» **SHORT PROBLEM**
Copy the material from its beginning through the line holding "[[[232,266],[215,264],[168,266],[156,282],[154,294],[236,293]]]", inclusive, with every line in place, and raise each coordinate in the completed outlines by 121. Leave the numbers in the requests and in their format samples as they are.

--- Start ---

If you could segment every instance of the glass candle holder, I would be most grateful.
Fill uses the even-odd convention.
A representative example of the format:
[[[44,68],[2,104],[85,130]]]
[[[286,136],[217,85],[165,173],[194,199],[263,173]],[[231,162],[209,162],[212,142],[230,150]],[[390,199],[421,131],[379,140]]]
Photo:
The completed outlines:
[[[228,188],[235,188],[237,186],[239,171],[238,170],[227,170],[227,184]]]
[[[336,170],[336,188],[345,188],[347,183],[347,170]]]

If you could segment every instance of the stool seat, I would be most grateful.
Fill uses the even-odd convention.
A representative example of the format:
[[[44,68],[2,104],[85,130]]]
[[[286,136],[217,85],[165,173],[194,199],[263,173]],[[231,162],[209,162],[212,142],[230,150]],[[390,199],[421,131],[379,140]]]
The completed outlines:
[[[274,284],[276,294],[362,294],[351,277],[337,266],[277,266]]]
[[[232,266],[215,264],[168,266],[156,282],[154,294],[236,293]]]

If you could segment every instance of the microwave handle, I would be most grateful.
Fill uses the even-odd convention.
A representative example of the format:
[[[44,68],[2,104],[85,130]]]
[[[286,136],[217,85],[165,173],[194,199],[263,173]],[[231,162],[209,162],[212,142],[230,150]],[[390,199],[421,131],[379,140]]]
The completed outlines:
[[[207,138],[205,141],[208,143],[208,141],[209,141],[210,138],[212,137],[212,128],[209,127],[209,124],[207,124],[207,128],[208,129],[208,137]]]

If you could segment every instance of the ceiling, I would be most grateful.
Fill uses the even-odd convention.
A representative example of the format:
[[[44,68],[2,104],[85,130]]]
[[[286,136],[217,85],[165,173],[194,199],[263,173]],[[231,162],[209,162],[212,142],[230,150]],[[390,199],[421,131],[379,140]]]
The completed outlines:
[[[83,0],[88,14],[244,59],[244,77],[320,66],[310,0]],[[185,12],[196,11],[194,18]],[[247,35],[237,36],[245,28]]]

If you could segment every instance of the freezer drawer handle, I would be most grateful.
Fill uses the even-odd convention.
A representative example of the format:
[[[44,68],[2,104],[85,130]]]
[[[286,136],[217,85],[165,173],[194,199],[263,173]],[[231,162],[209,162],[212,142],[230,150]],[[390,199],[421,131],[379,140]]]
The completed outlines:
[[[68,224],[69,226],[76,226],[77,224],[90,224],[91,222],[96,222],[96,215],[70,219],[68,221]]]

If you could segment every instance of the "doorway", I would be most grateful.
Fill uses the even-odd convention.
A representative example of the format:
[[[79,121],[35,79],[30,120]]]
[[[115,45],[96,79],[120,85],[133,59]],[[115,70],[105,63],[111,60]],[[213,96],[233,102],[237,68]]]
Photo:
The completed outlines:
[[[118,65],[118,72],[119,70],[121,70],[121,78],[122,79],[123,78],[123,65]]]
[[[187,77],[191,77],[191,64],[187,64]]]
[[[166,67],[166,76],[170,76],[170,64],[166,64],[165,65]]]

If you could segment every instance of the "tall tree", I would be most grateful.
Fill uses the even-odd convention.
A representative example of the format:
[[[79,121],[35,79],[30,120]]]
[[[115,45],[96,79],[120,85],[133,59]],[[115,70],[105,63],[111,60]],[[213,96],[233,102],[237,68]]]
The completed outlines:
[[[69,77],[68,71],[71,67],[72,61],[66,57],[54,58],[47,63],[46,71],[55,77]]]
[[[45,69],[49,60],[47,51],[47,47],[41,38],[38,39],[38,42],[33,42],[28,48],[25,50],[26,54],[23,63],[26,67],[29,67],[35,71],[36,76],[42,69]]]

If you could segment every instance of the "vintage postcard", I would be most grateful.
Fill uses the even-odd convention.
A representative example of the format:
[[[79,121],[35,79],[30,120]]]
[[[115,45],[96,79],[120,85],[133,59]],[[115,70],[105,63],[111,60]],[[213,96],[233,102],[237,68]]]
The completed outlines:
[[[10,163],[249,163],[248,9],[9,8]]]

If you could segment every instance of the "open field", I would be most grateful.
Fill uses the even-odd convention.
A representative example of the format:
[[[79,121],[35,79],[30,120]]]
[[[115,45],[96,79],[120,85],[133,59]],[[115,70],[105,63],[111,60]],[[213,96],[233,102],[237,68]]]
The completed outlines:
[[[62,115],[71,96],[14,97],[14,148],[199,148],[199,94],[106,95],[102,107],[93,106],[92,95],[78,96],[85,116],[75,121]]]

--- End ---

» **EXPECTED OUTPUT**
If you could segment every instance of the glass candle holder, I would be most grateful.
Fill uses the even-odd convention.
A representative example of the format:
[[[44,68],[2,104],[85,130]]]
[[[286,136],[217,85],[165,173],[194,199],[263,173]],[[231,162],[209,162],[212,142],[230,150]],[[390,199],[421,131],[379,140]]]
Photo:
The completed outlines:
[[[349,309],[356,309],[358,307],[360,292],[359,291],[348,291],[348,305]]]
[[[457,291],[457,309],[466,309],[468,304],[468,291]]]

If you could segment every instance of the stool seat, I would be most grateful.
Fill uses the even-odd convention.
A representative example of the format:
[[[44,68],[2,104],[85,130]]]
[[[286,136],[217,85],[165,173],[194,199],[263,173]],[[231,162],[209,162],[212,142],[230,150]],[[390,199],[421,131],[379,140]]]
The completed outlines:
[[[395,405],[397,415],[483,415],[472,398],[458,387],[398,387]]]
[[[353,387],[336,385],[289,387],[277,403],[275,415],[357,414]]]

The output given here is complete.